Saved entries

-----

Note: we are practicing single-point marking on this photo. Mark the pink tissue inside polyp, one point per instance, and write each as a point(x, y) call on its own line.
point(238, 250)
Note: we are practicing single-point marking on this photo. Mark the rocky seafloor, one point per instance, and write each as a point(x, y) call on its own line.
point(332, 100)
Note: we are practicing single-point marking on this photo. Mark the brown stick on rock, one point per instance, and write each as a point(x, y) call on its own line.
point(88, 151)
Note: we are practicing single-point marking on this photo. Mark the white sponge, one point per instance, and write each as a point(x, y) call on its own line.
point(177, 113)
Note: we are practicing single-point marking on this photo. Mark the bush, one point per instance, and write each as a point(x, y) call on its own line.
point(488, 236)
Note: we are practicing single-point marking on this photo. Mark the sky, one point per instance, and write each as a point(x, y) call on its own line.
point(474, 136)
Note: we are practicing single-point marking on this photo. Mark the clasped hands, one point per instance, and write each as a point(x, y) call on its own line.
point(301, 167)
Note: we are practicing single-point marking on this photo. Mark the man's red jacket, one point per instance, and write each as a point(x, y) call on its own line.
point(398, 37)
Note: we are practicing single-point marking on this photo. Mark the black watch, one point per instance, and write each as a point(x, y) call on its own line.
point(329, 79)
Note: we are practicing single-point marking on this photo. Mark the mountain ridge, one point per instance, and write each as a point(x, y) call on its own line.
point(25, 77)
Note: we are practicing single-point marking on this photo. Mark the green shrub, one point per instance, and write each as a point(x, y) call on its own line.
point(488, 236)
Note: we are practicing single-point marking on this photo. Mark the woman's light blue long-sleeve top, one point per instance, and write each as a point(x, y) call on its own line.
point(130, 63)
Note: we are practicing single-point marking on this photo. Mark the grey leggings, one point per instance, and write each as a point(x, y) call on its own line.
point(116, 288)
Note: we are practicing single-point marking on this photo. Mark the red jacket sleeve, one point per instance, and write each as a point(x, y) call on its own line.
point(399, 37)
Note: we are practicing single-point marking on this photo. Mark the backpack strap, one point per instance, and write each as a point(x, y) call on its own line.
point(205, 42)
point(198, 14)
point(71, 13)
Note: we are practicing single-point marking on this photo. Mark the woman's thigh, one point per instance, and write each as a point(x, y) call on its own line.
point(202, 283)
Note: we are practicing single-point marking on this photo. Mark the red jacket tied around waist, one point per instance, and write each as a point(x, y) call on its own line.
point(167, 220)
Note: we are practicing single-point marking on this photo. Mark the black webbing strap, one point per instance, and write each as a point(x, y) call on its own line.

-----

BRIEF: Only the lines from the one containing "the woman's light" through the final line of the data belong in the answer, repeated exactly.

ANSWER SPACE:
Note: we are practicing single-point marking on this photo. Mark the woman's light blue long-sleeve top, one point per instance, and write each as a point(x, y) call on its own line.
point(130, 63)
Note: we are practicing single-point marking on this photo. Mark the grey leggings, one point per instance, and write each as a point(x, y) call on its own line.
point(116, 288)
Note: we are practicing single-point marking on this photo. Mark the red jacket sleeve, one point per instance, and write each as a point(x, y) call on its own line.
point(399, 37)
Note: we are practicing single-point marking on this photo. Mark the backpack strap, one point per instance, and write each as a point(x, y) call on its own line.
point(205, 42)
point(198, 14)
point(71, 13)
Note: we are practicing single-point marking on this photo. Mark the woman's thigh, one point per instance, and write each as a point(x, y) call on its own line.
point(202, 283)
Note: we are practicing single-point marking on this photo. Mark the red jacket tied around waist, one point per instance, and write each as a point(x, y) call on its own line.
point(167, 220)
Note: we are practicing single-point marking on this photo. Mark the black webbing strap, one point per instance, and write each as a point(x, y) call on its own line.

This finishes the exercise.